Required task
According to the extract about driving in Spain, which way does the vertex of a painted direction triangle point on Spanish roads?

And roundabouts? As I’ve mentioned, I’m a fan. Once you get the hang of it and understand the yielding and that if you are exiting soon, you should hang right as soon as you can – they’re great. I particularly like them because they offer a more tolerant approach to mistakes and changes of mind. You miss your turn? Just drive around again, and there you are. Very…European. 

The only thing I didn’t like and really didn’t understand was the way directional arrows – really just triangles – are painted on Spanish roads. I can’t find an image online of one, and I didn’t photograph it – because obviously, we’d be in the car when we saw it, but picture this:

In the lane you’re driving in, you are approaching a triangle painted in your lane indicated the proper direction traffic should be flowing.  Imagine what this might look like – perhaps, if you’re imagining it, you’re envisioning being in your car and seeing the triangle painted on the road, with a side facing you and one of the vertices pointing away from you. Like an arrow.

But no.

It’s the opposite. For some reason, they do the opposite – a flat side facing away from you indicates the direction of traffic with the vertex pointing at you. I can’t tell you how many times I would get mildly, momentarily freaked out when glancing down and seeing that triangle pointing at me and my car. Am I going the right way?! Yes, my navigator would assure me. Yes, yes. Or, as the Spanish would say, si-si-si.

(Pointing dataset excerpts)
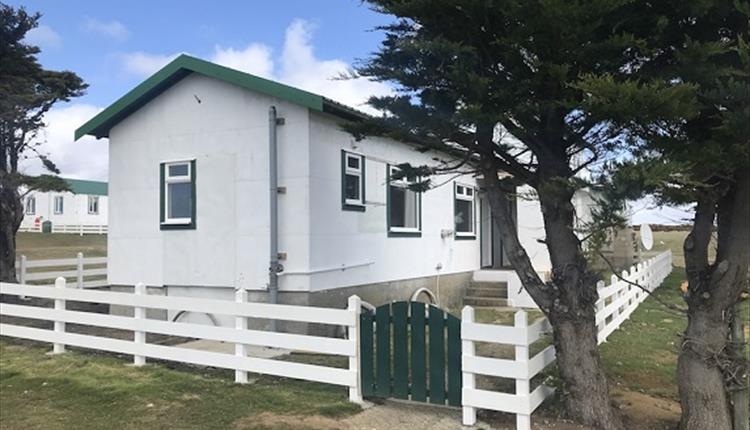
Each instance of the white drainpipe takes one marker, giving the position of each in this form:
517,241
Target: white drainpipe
274,267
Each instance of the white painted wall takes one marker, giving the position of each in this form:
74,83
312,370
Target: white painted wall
75,210
227,134
345,238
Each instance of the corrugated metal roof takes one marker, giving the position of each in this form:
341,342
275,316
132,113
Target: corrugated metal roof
81,186
184,65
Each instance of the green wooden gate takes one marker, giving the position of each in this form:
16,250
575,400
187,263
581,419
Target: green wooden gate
411,351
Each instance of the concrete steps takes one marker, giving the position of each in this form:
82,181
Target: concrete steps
484,302
486,294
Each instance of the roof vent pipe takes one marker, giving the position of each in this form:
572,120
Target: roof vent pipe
274,267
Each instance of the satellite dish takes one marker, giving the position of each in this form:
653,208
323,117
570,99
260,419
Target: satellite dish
647,237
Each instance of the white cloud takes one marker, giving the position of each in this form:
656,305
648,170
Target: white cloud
86,158
647,211
297,66
145,64
254,59
301,68
43,36
114,29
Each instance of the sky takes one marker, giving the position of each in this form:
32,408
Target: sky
114,46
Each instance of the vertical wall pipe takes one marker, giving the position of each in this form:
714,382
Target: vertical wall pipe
273,268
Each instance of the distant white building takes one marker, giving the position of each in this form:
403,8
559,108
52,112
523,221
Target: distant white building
83,209
190,169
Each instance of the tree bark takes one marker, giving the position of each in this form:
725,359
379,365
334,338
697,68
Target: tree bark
568,300
706,357
11,215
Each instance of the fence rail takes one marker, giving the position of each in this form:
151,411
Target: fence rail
240,362
616,302
76,270
69,228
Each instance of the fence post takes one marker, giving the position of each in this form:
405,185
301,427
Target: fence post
467,347
599,307
59,348
240,323
355,392
139,336
22,274
79,270
523,386
22,270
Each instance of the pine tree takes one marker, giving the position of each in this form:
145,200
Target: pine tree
703,159
469,72
27,93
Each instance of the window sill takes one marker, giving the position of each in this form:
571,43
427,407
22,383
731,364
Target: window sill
404,233
190,225
353,207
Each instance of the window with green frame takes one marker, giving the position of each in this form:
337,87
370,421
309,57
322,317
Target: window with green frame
404,206
352,181
464,211
177,195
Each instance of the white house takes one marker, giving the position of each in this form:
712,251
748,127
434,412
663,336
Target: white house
191,166
83,209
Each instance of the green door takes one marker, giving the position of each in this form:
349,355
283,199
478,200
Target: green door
411,351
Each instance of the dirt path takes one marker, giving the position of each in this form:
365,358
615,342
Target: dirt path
640,411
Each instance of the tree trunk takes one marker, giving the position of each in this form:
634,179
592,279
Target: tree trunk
586,392
702,393
568,300
707,363
11,215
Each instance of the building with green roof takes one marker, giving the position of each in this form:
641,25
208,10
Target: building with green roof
82,210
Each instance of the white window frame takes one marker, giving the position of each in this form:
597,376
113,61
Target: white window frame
95,200
354,172
30,199
469,194
178,179
56,199
403,183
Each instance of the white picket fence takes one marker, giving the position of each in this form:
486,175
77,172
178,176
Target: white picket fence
616,302
80,229
240,362
63,268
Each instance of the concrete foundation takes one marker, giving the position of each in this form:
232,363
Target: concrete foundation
449,289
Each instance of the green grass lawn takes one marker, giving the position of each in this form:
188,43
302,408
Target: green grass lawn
94,391
39,246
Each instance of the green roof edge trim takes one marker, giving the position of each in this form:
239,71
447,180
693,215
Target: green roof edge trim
83,186
182,66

Exercise output
The vertex points toward the approaching driver, with the flat side facing away in the direction of traffic.